[Задания]
(1) Продублируйте из исходного текста отрезок от «Вглядываясь в себя» до «ему эмпирического кажется.» включительно.
(2) Какие предметы, согласно исходному тексту, открывают себя как вовсе не обычные при возникновении фетиша?

[Исходный текст]
****
Вглядываясь в себя еще пристальнее, я нахожу еще нечто, чему я научился от этого нашего обитания в двух квартирах, сообщающихся двором. Это именно твердое, органическое убеждение в мистическом «есть» при противоречии ему эмпирического кажется.
Искра
Искра. Нечто, кажущееся обыкновенным и простым, самым заурядным по своей частоте, нередко привлекало в силу каких-либо особых обстоятельств мое внимание. И вдруг тогда открывалось, что оно — не просто. Воистину что-то вдруг припоминалось в этом простом и обычном явлении, и им открывалось иное, ноуменальное, стоящее выше этого мира или, точнее, глубже его. Полагаю, это — то самое чувство и восприятие, при котором возникает фетиш: обычный камень, черепица, обрубок открывают себя как вовсе не обычные и делаются окнами в иной мир. Со мною в детстве так бывало не раз. Но в то время как иные явления всегда манили к себе мою душу, никогда не давая ей насытиться, другие, напротив, открывали таинственную глубину свою лишь урывками, даже единично, раз только. Одним из таких восприятий были искры.
****
[Фрагмент данных]

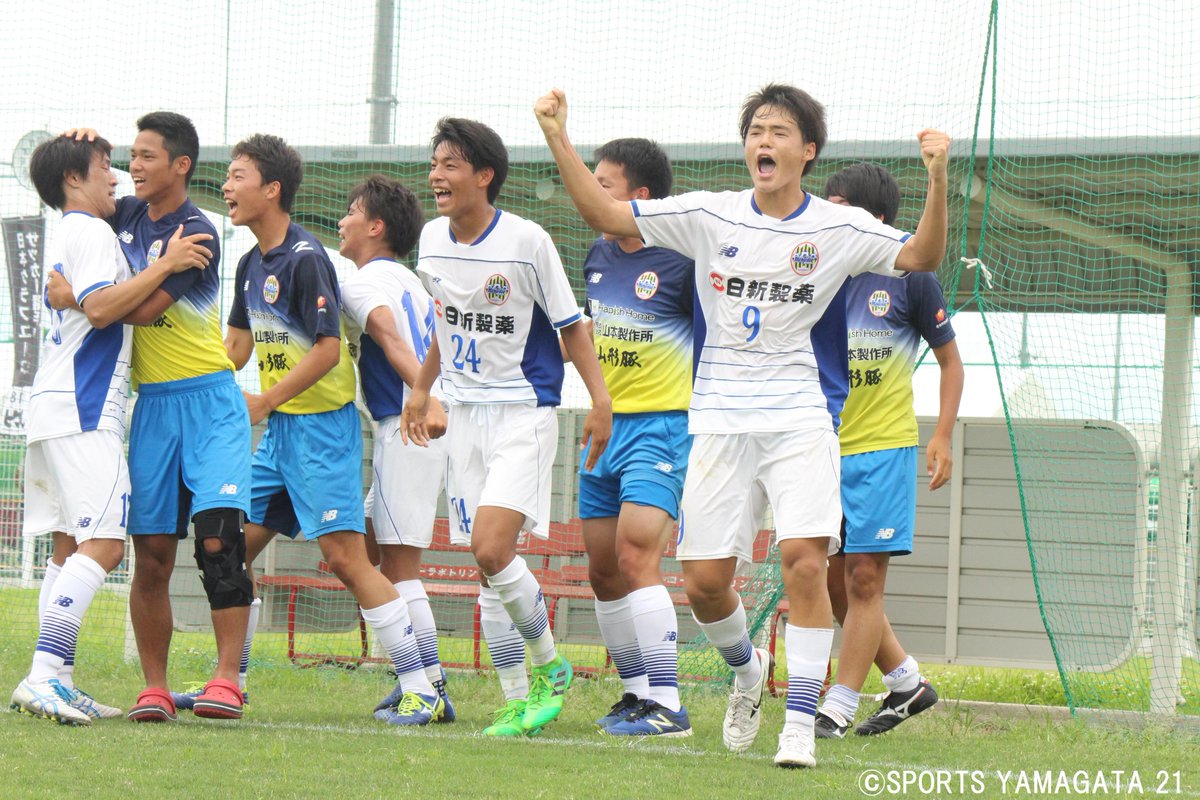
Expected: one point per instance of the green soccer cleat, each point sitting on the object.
(546, 692)
(508, 720)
****
[Итоговые ответы]
(1)
Вглядываясь в себя еще пристальнее, я нахожу еще нечто, чему я научился от этого нашего обитания в двух квартирах, сообщающихся двором. Это именно твердое, органическое убеждение в мистическом «есть» при противоречии ему эмпирического кажется.

(2) Обычный камень, черепица, обрубок.